■ **DIRECTIONS**: Pick up the passage on the two investing principles of valuation and risk attitude and keep writing from where it stops.

■ **ARTICLE**:

.....

If I were to choose anything that investors should memorize – that will serve them well over a lifetime of investing – it would be the following two principles:
1) Valuations control long-term returns. The higher the price you pay today for each dollar you expect to receive in the future, the lower the long-term return you should expect from your investment. Don’t take current earnings at face value, because profit margins are not permanent. Historically, the most reliable indicators of market valuation are driven by revenues, not earnings.
2) Risk-seeking and risk-aversion control returns over shorter portions of the market cycle. The difference between an overvalued market that becomes more overvalued, and an overvalued market that crashes, has little to do with the level of valuation and everything to do with the attitude of investors toward risk. When investors are risk-seeking, they are rarely selective about it. Historically, the most reliable way to measure risk attitudes is by the uniformity or divergence of price movements across a wide range of securities.
I should make the point that these principles aren’t new. They capture the same principles I laid out in October 2000, at the beginning of a market collapse that would take the S&P 500 down by half and the Nasdaq 100 down by 83%. They capture the same principles that prompted me to turn constructive in April 2003 after that collapse. They capture the same principles I laid out in July 2007, just before the global financial crisis took the S&P 500 down by 55%.

.....

■ **RECORDED INFORMATION**:
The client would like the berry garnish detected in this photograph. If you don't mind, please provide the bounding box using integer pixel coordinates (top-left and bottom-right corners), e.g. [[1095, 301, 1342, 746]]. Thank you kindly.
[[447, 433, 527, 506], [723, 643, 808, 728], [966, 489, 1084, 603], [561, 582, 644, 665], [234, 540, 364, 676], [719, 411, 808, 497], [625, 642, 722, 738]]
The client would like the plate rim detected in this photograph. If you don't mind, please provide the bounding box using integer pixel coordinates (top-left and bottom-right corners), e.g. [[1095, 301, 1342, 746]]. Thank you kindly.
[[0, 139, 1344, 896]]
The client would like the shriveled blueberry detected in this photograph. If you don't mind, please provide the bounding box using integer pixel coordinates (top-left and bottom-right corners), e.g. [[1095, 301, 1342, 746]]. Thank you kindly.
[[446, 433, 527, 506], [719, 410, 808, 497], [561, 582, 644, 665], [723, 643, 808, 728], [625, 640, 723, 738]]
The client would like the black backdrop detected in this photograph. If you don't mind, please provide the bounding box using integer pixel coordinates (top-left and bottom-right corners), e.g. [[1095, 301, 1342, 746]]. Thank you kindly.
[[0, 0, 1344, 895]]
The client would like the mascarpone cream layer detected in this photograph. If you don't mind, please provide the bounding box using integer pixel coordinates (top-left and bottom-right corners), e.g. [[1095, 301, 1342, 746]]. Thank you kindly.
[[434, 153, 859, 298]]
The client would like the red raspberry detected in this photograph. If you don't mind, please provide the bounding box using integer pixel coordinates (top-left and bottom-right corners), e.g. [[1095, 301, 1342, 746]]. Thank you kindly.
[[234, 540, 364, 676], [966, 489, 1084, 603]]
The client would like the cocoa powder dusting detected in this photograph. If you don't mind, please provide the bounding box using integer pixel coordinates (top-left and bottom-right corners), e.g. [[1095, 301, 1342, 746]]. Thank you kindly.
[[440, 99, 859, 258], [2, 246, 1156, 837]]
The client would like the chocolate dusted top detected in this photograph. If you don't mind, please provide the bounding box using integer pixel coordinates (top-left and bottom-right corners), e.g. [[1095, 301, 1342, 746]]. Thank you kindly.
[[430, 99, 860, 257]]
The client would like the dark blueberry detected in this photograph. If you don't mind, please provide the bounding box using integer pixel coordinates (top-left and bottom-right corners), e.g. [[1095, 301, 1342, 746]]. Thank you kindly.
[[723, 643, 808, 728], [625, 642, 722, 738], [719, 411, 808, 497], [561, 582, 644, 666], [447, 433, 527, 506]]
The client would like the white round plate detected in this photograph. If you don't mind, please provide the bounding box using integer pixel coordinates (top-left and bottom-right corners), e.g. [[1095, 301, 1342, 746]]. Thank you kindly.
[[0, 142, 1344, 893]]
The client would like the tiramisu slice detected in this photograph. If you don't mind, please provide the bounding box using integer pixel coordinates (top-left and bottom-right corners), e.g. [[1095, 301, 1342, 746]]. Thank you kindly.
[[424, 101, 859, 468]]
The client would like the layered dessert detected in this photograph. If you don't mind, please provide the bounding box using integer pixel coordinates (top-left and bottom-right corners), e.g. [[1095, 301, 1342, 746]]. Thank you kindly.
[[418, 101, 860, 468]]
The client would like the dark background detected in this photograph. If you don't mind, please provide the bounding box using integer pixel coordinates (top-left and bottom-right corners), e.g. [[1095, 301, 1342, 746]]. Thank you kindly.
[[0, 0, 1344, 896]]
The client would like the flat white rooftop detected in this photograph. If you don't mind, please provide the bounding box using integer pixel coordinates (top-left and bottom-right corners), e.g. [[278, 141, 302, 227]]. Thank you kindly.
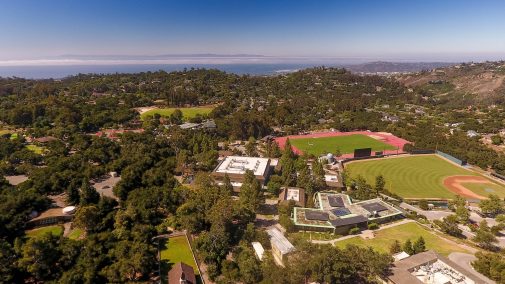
[[286, 188, 300, 202], [267, 228, 295, 254], [215, 156, 270, 176], [324, 175, 338, 182]]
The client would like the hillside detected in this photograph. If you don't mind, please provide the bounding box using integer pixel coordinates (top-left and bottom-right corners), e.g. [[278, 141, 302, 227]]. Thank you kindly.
[[397, 61, 505, 103]]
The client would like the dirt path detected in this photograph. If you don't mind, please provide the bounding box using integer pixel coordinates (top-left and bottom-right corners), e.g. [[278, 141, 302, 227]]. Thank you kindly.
[[444, 176, 493, 199]]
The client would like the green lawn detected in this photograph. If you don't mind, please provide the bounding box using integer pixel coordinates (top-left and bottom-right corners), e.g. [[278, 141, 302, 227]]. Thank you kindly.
[[141, 106, 214, 120], [462, 183, 505, 198], [345, 155, 505, 198], [160, 236, 198, 282], [26, 144, 45, 155], [26, 225, 63, 238], [68, 228, 84, 240], [289, 134, 396, 155], [335, 222, 468, 256]]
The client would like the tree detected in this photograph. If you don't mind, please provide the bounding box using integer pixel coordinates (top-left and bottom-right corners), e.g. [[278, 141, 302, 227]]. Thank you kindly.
[[237, 248, 262, 284], [479, 194, 505, 216], [245, 137, 257, 157], [402, 239, 415, 255], [73, 205, 100, 232], [491, 135, 503, 145], [222, 174, 233, 195], [456, 206, 470, 224], [80, 178, 100, 206], [435, 215, 463, 237], [239, 170, 264, 211], [412, 236, 426, 254], [389, 240, 402, 254], [418, 200, 430, 210]]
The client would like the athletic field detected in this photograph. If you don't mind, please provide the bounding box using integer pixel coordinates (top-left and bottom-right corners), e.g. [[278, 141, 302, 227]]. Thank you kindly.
[[140, 106, 214, 120], [345, 155, 505, 199], [275, 131, 410, 158], [290, 134, 396, 156]]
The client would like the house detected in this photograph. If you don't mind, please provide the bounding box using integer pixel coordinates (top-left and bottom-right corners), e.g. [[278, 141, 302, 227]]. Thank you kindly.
[[279, 187, 305, 207], [466, 130, 479, 138], [212, 156, 272, 191], [387, 251, 486, 284], [267, 228, 295, 266], [168, 262, 196, 284]]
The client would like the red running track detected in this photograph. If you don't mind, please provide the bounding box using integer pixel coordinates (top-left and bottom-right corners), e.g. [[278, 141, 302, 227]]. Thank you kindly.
[[275, 131, 410, 159]]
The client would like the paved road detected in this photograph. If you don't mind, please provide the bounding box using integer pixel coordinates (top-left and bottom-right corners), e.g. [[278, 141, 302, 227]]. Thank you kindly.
[[458, 224, 505, 248], [449, 252, 495, 283], [400, 202, 454, 221]]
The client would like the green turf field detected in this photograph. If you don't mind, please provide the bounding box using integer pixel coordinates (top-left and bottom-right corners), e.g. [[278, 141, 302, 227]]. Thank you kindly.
[[345, 155, 505, 198], [289, 134, 396, 155], [335, 222, 468, 256], [26, 225, 63, 238], [462, 183, 505, 198], [141, 106, 214, 120], [26, 144, 45, 155]]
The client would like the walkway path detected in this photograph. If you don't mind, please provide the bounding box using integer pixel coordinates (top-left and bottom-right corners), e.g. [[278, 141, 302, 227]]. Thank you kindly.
[[400, 202, 454, 221]]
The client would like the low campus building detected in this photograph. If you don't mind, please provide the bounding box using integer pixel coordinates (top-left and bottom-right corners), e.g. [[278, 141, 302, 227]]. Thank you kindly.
[[293, 192, 403, 234], [168, 262, 196, 284], [387, 251, 486, 284], [279, 187, 305, 207], [26, 206, 76, 228], [212, 156, 272, 191], [267, 228, 295, 266]]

.....

■ **THE ANSWER**:
For those who are visually astute, please peruse the chart below. The conclusion is quite simple. When the current conditions have existed over the last 45 years, the stock market crashes. Period.
The chart below imposes one additional condition, showing periods where fewer than 60% of S&P 500 stocks were above their respective 200-day moving averages. This is as clear and simple as the Iron Laws can get. The worst market outcomes in history have always emerged after an overvalued, overbought, overbullish advance has been joined by deterioration in market internals.

Let’s go one step further, and restrict these instances to weeks where the S&P 500 had just set a record weekly closing high. That restriction kicks out 1987. In that instance, the earliest warnings were from weakness in utilities and corporate bonds, but the percentage of stocks above their own 200-day averages didn’t fall below 60% until the market itself was already down nearly 10% from its high; less than two weeks before the crash. Many trend-followers were caught off-guard because the warning period was so brief. If one wasn’t following a broad range of market internals, one needed to respond almost immediately to the emerging weakness in order to avoid the collapse.
The market has fallen for five consecutive days. The Chinese market is already crashing. I wonder how many people are prepared to see their investment portfolio or 401k fall by 50% – again. We’re gonna find out.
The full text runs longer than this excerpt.